Format the records below as a JSON list of strings, with one string for each line. Leave out any blank lines.

## Start RECORDED INFORMATION

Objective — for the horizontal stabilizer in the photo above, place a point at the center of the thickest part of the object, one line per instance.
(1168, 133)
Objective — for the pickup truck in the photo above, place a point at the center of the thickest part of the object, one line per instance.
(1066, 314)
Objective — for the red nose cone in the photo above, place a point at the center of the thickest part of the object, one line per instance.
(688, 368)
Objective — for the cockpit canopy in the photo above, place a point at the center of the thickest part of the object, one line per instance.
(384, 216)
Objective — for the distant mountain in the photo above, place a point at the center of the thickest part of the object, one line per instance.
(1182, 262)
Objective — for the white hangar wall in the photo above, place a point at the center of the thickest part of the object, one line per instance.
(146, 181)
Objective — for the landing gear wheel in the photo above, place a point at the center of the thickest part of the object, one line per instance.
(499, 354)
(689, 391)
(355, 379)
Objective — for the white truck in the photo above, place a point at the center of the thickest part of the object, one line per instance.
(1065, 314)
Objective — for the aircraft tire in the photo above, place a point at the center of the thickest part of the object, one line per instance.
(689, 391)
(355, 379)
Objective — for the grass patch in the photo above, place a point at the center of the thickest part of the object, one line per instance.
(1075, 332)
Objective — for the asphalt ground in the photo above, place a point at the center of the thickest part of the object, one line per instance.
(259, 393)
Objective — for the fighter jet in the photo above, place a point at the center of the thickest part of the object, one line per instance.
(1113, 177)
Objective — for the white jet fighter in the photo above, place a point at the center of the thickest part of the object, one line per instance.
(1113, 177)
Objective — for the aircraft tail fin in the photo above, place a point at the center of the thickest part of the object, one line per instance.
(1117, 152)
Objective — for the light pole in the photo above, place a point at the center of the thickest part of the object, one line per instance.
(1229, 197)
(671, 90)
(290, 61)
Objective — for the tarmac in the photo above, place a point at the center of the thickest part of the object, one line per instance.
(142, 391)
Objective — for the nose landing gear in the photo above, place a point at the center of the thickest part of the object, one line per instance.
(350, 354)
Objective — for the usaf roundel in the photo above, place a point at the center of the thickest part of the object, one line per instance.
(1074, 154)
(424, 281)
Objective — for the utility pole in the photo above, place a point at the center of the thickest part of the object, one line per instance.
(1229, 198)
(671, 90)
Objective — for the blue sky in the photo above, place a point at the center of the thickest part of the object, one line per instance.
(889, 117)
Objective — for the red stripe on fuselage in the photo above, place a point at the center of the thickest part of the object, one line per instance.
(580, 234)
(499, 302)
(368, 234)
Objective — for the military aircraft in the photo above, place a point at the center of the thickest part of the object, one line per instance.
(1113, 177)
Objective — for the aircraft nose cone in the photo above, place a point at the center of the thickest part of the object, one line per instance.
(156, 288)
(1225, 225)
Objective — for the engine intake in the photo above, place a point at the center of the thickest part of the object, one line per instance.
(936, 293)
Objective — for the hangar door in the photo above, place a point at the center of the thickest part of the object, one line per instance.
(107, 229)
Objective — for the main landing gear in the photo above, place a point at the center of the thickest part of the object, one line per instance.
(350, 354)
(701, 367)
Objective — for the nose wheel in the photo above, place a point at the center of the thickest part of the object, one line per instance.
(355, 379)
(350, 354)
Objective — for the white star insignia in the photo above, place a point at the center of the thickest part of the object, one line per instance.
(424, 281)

## End RECORDED INFORMATION

### OUTPUT
[
  "Objective — for the horizontal stabilizer in the photo above, place a point at the center of the thickest part of the object, one line per instance.",
  "(1168, 133)",
  "Objective — for the pickup truck in the photo above, place a point at the center of the thickest part of the object, one line per instance.",
  "(1066, 314)",
  "Objective — for the red nose cone in the photo above, place a point at the center of the thickest part of the object, one line per instance.",
  "(688, 368)",
  "Objective — for the cockpit canopy in the photo above, place a point at the center of the thickest part of the object, one line per instance.",
  "(384, 216)",
  "Objective — for the distant mountain in the photo above, place a point at the center of the thickest part of the object, one line per instance.",
  "(1182, 262)",
  "Objective — for the white hangar wall in the photo above, place a point at the center of the thickest part of the object, one line per instance.",
  "(146, 181)",
  "Objective — for the landing gear wheel in the photo above, place a point at the center of the thickest part of the object, one line per instance.",
  "(499, 354)",
  "(689, 391)",
  "(355, 379)",
  "Objective — for the white truck in the photo above, place a point at the center of the thickest part of the object, one line per instance.",
  "(1065, 314)",
  "Objective — for the aircraft tire in the photo above, place a point at the center of the thickest part of the object, one line per instance.",
  "(689, 391)",
  "(355, 379)",
  "Objective — for the grass patch in the photo above, place a point at the center of the thickest part of the object, one line per instance.",
  "(1075, 332)",
  "Objective — for the asphalt ground in the photo above, place a point at the center of the thickest part of the object, one line per instance.",
  "(259, 393)",
  "Objective — for the fighter jet in the photo above, place a point at the center of the thickest part of the object, one line per instance.",
  "(1113, 177)",
  "Objective — for the white jet fighter in the photo above, place a point at the center of the thickest part of the object, one line per instance.",
  "(1113, 177)",
  "Objective — for the aircraft tail fin in the photo above, place a point at the center of the thickest part of the object, one line per instance.",
  "(1117, 152)",
  "Objective — for the light pole in the photo above, place a point at the center of the thickest part of the object, one line per instance.",
  "(1229, 197)",
  "(671, 90)",
  "(290, 61)",
  "Objective — for the tarmac in the photo above, place a point at the center of the thickest part of the object, one line per instance.",
  "(142, 391)",
  "Objective — for the nose landing gear in the photo above, place a point at the center of the thickest part of the object, one line per instance.",
  "(350, 354)",
  "Objective — for the usaf roundel in the photo above, place a point at the center of the thickest part of the object, one line per instance.",
  "(1074, 154)",
  "(424, 281)",
  "Objective — for the utility pole in the photo above, place a point at the center of the thickest part of the object, one line per instance.",
  "(1229, 198)",
  "(671, 90)",
  "Objective — for the blue sky in the photo above, place a point at the center of the thickest part of the object, one line per instance.",
  "(889, 117)",
  "Objective — for the red stripe on fuselage in the photo above, place a point at the center of the thickest part of the object, one line per instance.",
  "(580, 234)",
  "(499, 302)",
  "(368, 234)",
  "Objective — for the military aircraft in the photo above, place a point at the center of the thickest part of the object, one line per instance.",
  "(1113, 177)",
  "Objective — for the aircraft nose cone in the photo above, place a point at the center of the thickest part of the object, one line per instance.",
  "(156, 288)",
  "(1225, 225)",
  "Objective — for the engine intake in the photo above, place a point at the center of the thickest part of the object, one line per instance.",
  "(936, 293)",
  "Objective — for the hangar door in the photo above, place a point at the center of the thickest part of the object, one line per instance.",
  "(107, 229)",
  "Objective — for the main landing gear in the photo above, place a point at the center of the thickest part of the object, one line per instance.",
  "(350, 354)",
  "(701, 367)",
  "Objective — for the nose wheel in the photo above, place a point at the center of the thickest part of the object, one line per instance.",
  "(355, 379)",
  "(350, 354)",
  "Objective — for the white star insignia in the photo above, place a point at the center of the thickest part of the object, one line per instance.",
  "(424, 281)"
]